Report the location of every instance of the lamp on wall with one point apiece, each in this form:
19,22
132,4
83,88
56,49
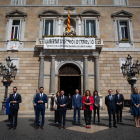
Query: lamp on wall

Directions:
Print the data above exactly as given, line for line, but omit the picture.

Solution for this problem:
Report the location of every instance of the lamp on wall with one point apiece, each in this form:
19,22
132,4
83,88
56,49
Query: lamp on wall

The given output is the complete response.